Voci di annotazione delle regioni
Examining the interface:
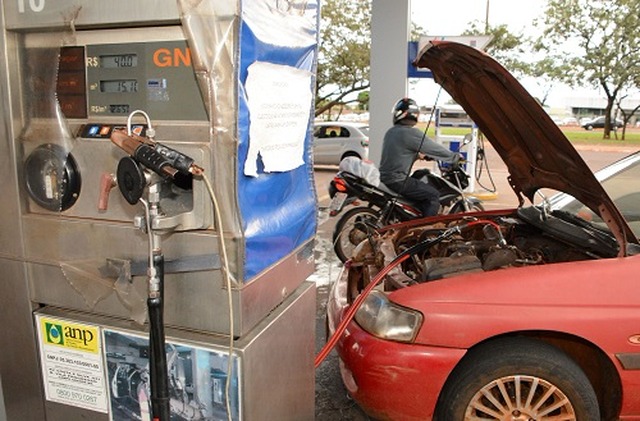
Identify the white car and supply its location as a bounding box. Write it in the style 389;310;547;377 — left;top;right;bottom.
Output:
313;121;369;165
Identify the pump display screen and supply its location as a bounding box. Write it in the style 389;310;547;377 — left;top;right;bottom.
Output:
84;40;208;121
100;54;138;69
100;79;138;93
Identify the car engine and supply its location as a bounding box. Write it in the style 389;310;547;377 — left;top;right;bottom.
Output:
349;207;617;296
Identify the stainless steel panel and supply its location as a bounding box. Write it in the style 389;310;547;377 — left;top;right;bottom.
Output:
34;282;316;421
0;259;45;421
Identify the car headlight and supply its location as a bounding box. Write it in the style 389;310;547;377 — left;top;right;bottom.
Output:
355;291;423;342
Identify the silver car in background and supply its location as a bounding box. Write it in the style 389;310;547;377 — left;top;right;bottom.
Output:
313;121;369;165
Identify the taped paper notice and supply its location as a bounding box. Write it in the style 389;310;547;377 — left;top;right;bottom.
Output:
244;62;312;177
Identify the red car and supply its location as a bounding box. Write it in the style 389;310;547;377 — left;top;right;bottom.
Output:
327;42;640;421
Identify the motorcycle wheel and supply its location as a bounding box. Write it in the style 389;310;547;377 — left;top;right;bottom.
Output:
333;206;380;263
449;200;484;213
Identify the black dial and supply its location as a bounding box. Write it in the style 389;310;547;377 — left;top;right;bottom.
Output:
24;143;81;212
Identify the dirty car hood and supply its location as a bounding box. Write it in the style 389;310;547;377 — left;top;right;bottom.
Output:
414;41;637;248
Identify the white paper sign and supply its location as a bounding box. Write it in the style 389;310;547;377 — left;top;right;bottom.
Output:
244;62;312;177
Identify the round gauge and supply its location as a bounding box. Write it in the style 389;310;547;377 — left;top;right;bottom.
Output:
24;143;80;212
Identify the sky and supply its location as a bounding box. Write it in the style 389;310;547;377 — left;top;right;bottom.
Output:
409;0;600;108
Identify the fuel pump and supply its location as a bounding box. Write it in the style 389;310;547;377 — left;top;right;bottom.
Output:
107;110;203;421
0;0;319;421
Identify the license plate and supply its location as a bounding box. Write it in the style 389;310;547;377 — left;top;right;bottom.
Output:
329;192;348;216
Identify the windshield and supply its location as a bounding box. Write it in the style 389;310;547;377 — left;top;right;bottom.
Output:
549;153;640;237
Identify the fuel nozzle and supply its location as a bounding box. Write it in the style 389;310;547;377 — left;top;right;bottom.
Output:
111;130;204;178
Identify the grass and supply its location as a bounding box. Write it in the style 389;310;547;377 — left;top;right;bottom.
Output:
417;123;640;147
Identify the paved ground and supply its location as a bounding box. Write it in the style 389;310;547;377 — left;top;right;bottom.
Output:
311;143;636;421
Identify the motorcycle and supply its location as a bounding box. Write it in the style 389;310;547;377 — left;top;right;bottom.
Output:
329;157;484;263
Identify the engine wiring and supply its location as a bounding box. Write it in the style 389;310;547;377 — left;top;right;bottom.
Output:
314;219;504;369
475;133;498;193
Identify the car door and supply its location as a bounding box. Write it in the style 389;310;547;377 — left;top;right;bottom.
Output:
313;125;346;165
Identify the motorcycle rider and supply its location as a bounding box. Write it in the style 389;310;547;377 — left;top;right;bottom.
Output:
380;98;460;216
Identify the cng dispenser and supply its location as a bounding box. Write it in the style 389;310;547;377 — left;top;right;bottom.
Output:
0;0;318;420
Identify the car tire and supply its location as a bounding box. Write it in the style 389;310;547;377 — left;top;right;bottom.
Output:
434;338;600;421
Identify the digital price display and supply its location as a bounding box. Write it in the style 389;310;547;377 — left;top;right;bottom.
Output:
85;41;208;121
100;54;138;69
109;104;131;114
100;79;138;93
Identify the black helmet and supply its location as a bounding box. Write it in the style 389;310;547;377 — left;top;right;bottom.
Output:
393;98;420;124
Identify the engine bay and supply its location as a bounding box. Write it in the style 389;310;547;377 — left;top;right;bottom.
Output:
349;207;617;294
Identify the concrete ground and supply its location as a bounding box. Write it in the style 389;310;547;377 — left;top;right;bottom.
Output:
310;143;637;421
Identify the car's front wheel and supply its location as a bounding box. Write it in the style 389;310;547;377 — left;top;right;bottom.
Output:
435;338;600;421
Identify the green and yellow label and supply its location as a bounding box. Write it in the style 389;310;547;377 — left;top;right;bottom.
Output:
40;317;100;354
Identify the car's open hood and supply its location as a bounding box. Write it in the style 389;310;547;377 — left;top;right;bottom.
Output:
414;41;637;253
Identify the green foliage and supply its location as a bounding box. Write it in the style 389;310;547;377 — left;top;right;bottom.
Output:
536;0;640;138
315;0;371;116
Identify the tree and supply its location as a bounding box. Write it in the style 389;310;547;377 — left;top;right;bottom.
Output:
463;21;565;106
315;0;371;116
538;0;640;139
315;0;424;117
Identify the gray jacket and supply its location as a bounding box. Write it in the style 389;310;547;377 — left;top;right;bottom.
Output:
380;124;460;184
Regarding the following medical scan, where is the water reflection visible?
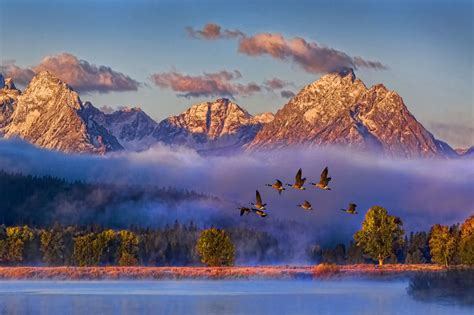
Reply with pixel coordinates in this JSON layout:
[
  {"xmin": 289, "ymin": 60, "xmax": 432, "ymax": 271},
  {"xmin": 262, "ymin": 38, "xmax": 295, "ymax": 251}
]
[{"xmin": 0, "ymin": 280, "xmax": 473, "ymax": 315}]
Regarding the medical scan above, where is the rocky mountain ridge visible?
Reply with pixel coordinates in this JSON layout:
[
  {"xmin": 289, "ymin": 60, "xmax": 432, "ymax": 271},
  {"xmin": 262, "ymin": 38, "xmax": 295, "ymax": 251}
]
[{"xmin": 0, "ymin": 69, "xmax": 466, "ymax": 158}]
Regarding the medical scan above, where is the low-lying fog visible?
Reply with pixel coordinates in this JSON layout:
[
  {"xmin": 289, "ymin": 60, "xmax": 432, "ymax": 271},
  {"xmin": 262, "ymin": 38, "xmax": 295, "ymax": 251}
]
[{"xmin": 0, "ymin": 140, "xmax": 474, "ymax": 248}]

Cosa fare:
Quali righe dell'elenco contengono la parola "black"? Mostrale tutte, copiandole per intero.

La soluzione:
Identify the black dial and supply its location as a bounding box. Write it in the style 389;310;547;377 — left;top;right;bottom.
Identify the black helmet and supply its location as a bounding box. Write it in the style 389;310;547;377 — left;top;right;bottom.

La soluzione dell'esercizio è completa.